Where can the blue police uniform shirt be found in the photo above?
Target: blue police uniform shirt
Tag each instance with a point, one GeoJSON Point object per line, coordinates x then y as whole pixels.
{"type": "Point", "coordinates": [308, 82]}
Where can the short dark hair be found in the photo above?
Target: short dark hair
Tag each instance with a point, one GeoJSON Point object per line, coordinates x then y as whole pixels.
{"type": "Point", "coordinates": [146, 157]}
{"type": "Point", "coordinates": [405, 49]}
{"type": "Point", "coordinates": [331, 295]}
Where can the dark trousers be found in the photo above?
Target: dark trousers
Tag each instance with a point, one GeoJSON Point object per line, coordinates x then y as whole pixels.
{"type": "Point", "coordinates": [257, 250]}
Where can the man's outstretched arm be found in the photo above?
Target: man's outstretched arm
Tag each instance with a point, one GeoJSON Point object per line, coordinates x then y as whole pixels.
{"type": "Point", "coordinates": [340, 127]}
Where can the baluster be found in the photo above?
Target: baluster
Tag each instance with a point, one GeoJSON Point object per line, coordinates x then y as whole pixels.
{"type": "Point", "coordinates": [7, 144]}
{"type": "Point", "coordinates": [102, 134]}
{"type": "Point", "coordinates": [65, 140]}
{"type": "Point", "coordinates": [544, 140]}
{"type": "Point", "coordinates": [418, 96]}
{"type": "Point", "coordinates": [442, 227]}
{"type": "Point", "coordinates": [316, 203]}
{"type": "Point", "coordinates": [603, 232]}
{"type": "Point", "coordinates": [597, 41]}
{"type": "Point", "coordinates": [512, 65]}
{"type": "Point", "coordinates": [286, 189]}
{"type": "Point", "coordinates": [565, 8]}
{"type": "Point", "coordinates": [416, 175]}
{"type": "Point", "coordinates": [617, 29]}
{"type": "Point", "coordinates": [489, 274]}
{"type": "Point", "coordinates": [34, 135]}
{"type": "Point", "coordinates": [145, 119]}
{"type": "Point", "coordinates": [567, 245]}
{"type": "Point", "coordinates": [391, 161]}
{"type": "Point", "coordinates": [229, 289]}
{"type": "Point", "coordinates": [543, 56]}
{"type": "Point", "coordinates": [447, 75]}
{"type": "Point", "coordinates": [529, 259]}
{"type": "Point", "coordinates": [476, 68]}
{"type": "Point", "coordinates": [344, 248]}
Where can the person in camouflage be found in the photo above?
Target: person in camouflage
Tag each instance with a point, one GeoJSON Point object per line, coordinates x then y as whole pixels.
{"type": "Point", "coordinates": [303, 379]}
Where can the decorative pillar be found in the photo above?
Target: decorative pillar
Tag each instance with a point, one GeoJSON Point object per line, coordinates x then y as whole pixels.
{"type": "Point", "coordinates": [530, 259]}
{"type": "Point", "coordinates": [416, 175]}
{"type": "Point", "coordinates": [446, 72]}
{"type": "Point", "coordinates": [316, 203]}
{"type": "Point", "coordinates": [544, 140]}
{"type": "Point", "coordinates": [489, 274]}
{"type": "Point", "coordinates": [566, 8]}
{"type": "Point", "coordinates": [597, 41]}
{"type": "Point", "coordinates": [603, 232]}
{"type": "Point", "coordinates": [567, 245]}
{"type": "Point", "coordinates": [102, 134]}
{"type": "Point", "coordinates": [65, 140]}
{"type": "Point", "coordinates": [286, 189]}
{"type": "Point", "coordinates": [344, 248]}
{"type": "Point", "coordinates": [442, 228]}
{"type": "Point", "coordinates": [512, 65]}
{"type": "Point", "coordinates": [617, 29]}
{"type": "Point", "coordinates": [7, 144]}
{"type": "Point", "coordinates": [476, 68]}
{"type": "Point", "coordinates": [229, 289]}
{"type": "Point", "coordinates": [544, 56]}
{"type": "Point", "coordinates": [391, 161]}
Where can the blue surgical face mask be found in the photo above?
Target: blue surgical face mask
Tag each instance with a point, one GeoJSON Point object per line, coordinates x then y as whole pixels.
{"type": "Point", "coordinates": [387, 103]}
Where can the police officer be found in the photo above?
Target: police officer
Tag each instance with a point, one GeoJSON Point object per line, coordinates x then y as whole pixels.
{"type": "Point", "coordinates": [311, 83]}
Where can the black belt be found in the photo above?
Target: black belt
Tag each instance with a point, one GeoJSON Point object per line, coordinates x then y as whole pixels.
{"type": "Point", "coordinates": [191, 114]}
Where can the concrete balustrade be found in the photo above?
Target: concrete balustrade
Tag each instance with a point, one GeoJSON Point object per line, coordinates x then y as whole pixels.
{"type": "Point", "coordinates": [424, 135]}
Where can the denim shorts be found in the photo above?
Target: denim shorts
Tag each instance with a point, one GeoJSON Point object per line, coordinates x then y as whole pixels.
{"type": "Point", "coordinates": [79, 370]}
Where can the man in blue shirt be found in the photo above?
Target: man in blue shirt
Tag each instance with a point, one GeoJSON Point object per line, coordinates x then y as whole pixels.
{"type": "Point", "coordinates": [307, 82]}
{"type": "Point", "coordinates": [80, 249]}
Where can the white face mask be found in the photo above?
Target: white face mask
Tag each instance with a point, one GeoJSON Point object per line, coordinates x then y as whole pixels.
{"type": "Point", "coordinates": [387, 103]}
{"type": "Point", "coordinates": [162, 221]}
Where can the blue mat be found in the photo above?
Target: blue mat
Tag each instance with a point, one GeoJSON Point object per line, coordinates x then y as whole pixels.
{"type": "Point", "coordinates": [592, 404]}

---------------

WRITTEN INSTRUCTION:
Rewrite the records from the line containing "Where can the blue mat" through the end, swapping "blue mat" for "gray rug" and leaving everything else unchanged.

FULL OUTPUT:
Where can the gray rug be found in the photo above?
Target: gray rug
Tag each instance with a point, one GeoJSON Point object per line, coordinates x then y as whole pixels.
{"type": "Point", "coordinates": [592, 404]}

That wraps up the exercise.